** Task to complete **
Nothing but a number is wanted here: the count of lines in the data holding the word "below".

** Supplied records **
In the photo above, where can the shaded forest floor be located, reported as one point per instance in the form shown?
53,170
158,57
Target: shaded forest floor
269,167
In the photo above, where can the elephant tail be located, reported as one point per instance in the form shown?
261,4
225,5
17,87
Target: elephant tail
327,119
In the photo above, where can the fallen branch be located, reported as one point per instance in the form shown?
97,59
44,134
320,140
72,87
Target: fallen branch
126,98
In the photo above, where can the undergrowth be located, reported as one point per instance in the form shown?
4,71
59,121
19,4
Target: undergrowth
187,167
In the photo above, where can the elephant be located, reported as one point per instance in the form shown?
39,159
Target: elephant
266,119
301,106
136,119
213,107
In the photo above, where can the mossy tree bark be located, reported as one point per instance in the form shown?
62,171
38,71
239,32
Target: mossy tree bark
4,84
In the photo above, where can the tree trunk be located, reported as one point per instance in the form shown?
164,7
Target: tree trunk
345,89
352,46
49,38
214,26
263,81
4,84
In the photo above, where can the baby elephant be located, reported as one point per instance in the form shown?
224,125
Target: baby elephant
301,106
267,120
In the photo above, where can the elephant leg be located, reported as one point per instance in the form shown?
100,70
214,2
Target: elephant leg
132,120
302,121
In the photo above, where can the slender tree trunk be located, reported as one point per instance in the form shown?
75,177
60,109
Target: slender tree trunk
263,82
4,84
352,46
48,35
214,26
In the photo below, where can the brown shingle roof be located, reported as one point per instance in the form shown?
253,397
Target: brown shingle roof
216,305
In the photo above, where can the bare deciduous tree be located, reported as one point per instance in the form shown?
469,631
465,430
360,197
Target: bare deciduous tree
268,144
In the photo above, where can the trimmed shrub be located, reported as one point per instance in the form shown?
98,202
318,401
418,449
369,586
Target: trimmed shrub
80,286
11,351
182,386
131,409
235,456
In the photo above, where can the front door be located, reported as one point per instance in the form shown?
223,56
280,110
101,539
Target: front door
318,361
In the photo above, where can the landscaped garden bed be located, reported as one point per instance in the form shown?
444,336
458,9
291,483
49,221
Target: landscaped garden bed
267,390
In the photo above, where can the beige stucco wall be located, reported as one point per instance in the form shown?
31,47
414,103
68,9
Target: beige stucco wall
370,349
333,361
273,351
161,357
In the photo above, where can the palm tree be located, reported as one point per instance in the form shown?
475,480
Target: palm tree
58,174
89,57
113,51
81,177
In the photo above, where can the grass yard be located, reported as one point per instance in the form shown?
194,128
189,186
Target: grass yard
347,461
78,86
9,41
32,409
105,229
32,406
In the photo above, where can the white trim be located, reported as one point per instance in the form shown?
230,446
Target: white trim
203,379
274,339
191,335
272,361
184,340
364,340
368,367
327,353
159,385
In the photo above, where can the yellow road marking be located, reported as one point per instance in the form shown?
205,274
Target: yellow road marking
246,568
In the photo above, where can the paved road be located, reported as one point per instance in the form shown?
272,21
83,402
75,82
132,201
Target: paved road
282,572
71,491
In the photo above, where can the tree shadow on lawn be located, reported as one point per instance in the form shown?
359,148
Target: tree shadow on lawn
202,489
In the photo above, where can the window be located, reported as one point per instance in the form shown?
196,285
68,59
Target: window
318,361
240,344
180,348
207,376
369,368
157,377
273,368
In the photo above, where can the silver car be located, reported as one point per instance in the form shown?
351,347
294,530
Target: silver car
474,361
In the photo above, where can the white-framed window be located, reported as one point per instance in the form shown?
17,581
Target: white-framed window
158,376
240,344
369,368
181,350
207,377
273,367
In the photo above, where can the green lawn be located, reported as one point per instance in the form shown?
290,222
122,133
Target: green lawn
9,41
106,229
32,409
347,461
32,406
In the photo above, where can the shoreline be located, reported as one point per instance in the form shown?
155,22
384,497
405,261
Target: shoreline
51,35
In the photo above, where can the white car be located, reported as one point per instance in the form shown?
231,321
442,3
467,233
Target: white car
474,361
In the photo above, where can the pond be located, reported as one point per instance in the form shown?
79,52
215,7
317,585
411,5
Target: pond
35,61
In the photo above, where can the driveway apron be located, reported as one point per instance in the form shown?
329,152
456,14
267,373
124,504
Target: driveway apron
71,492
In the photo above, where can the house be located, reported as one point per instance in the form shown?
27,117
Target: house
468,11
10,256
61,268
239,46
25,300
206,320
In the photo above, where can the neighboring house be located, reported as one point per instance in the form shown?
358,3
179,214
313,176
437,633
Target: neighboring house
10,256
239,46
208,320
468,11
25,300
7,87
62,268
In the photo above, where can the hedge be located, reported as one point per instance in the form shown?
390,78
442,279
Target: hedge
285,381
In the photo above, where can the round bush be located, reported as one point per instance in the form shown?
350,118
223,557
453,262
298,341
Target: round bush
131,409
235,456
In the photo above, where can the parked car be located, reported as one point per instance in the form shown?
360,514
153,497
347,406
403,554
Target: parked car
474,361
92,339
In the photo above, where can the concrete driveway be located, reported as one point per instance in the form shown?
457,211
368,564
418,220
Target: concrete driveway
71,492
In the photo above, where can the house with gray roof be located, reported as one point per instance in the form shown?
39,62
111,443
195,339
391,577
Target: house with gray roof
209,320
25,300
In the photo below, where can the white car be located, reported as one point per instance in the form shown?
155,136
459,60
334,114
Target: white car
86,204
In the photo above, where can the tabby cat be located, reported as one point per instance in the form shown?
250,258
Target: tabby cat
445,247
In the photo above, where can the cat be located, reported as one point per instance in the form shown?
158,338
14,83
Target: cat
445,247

==

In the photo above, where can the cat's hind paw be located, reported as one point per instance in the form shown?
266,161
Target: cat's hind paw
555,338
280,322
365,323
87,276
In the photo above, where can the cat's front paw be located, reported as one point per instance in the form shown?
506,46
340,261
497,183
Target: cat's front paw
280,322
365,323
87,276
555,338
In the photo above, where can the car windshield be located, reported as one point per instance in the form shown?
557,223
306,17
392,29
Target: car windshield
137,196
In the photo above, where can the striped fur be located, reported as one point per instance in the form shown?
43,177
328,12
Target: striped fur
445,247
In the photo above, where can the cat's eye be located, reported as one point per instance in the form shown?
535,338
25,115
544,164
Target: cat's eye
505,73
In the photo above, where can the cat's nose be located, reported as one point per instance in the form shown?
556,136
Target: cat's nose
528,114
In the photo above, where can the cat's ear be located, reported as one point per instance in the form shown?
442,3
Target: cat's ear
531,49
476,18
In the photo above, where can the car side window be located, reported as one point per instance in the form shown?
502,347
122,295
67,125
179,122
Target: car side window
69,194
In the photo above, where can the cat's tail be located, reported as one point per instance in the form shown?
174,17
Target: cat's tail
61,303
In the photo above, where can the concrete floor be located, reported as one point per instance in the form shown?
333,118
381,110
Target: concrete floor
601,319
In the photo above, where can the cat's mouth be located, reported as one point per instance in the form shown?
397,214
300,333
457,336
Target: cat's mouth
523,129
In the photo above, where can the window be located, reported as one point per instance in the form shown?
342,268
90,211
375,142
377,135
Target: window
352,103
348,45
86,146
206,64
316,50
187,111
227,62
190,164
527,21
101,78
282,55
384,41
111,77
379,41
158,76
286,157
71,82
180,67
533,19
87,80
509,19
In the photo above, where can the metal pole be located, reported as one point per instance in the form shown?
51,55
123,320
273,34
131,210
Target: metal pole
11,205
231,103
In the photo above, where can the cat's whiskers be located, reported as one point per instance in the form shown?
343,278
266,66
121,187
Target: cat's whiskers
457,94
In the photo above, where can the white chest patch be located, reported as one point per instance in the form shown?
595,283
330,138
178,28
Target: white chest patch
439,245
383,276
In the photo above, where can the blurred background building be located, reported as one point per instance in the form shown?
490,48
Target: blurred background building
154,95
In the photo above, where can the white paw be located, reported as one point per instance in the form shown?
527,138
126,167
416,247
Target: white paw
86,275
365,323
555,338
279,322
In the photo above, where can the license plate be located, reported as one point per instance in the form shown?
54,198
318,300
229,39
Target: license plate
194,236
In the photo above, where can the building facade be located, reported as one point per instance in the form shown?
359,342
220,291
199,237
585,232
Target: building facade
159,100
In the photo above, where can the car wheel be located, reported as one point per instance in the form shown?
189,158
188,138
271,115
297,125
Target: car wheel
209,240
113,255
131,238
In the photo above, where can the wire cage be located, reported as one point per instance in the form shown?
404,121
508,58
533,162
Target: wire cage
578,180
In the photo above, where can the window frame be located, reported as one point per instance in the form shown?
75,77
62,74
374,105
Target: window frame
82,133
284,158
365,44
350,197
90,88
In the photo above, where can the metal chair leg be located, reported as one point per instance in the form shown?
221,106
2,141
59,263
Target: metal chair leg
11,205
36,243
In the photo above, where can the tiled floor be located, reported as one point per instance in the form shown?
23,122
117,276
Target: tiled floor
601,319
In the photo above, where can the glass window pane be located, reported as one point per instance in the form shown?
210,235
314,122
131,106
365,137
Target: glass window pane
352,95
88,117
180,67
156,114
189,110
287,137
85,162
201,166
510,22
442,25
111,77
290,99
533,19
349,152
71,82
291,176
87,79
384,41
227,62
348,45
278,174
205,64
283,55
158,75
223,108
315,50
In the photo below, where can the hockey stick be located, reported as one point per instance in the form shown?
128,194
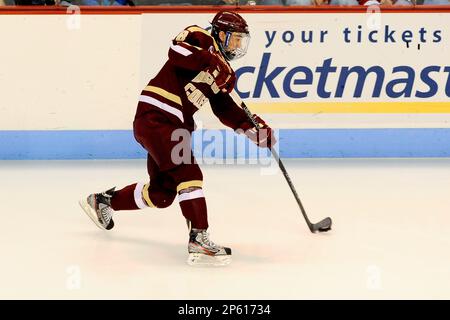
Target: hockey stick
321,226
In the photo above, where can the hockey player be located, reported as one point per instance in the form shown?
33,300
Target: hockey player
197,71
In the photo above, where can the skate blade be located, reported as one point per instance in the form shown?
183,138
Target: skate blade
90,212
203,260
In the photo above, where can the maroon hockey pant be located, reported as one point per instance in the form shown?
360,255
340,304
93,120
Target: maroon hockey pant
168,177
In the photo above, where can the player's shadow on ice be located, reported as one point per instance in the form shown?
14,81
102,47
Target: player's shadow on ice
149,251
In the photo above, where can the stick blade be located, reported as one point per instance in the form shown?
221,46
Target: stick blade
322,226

---

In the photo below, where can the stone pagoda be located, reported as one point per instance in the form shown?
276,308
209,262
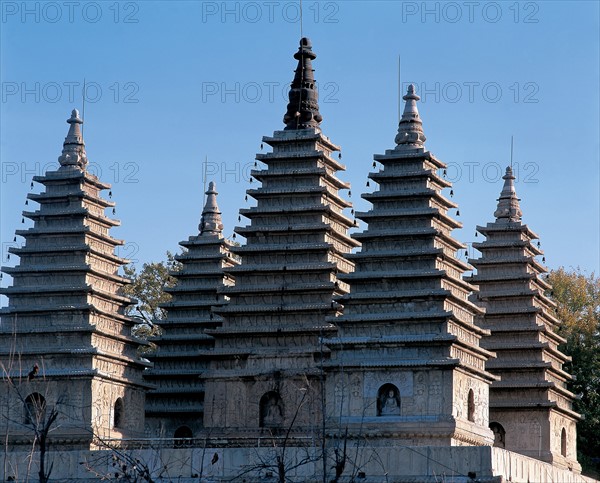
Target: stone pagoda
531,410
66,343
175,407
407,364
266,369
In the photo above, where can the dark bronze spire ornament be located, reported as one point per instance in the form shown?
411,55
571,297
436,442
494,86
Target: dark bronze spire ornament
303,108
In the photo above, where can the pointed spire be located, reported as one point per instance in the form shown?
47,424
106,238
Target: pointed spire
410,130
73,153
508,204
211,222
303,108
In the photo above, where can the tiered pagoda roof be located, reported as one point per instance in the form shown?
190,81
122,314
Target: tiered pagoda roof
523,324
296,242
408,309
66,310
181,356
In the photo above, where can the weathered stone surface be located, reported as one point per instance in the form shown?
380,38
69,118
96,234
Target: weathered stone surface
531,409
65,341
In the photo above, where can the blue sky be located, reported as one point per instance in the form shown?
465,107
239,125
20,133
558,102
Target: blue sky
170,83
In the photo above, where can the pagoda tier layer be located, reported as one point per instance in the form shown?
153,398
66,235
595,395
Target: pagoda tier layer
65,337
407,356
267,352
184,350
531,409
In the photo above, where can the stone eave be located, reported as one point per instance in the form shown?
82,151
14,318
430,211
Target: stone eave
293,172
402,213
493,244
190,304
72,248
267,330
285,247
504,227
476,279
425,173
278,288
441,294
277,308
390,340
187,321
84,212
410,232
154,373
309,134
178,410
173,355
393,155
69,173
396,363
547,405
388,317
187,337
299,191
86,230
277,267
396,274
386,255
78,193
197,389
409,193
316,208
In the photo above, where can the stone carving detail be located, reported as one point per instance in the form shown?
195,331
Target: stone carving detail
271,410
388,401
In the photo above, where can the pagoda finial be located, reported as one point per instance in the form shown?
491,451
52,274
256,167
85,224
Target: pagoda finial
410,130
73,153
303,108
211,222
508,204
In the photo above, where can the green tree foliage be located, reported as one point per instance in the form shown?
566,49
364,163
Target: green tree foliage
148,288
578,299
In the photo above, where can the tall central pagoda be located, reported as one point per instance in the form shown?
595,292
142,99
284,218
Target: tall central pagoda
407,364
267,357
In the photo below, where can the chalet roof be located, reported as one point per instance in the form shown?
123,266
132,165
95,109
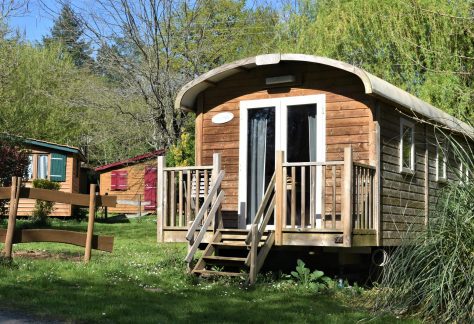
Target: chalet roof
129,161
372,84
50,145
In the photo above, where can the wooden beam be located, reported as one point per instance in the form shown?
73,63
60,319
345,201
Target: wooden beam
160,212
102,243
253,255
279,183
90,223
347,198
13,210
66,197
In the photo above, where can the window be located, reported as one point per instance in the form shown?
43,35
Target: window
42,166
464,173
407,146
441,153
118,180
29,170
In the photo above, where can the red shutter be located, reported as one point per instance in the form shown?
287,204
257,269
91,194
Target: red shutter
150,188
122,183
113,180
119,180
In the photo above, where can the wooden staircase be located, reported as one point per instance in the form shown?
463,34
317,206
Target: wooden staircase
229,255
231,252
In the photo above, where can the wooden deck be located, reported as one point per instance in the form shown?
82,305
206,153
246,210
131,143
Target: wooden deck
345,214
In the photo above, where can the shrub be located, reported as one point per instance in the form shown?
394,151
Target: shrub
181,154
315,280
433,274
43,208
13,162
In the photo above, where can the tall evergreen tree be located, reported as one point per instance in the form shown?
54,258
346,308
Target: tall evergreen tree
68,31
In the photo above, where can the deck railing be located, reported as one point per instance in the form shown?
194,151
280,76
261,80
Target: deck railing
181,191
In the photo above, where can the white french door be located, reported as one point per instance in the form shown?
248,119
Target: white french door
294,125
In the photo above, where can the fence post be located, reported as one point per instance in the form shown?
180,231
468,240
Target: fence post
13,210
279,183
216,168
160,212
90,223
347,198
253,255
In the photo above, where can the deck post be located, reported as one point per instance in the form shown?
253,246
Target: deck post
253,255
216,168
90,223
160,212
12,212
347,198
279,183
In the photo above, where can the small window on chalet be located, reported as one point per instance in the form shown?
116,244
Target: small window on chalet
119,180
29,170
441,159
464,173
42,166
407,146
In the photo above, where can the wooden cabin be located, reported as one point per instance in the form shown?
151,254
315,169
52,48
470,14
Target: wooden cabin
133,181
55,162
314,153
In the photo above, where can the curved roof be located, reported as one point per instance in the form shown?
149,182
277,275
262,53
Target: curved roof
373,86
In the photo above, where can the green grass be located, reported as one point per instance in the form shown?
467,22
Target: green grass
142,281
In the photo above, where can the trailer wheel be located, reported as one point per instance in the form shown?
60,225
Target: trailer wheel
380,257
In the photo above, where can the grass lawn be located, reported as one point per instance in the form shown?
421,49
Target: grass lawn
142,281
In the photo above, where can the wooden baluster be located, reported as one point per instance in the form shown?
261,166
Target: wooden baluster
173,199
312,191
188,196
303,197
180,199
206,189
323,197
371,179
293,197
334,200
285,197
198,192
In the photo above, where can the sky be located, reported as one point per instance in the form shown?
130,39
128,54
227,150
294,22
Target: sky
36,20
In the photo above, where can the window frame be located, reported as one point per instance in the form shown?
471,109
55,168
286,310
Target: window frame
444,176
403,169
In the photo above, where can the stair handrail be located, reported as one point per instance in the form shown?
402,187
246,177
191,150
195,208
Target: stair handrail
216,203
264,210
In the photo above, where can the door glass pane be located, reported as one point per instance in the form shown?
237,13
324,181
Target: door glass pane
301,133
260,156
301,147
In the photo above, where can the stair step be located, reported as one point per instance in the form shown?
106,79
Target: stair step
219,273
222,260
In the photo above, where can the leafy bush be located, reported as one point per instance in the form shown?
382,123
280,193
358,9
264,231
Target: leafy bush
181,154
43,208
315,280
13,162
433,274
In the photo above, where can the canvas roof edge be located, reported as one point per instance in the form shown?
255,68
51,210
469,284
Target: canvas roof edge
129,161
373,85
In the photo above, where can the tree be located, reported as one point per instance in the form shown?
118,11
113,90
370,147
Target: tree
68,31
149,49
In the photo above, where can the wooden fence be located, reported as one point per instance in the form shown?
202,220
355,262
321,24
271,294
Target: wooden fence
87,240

** Answer for this exercise **
5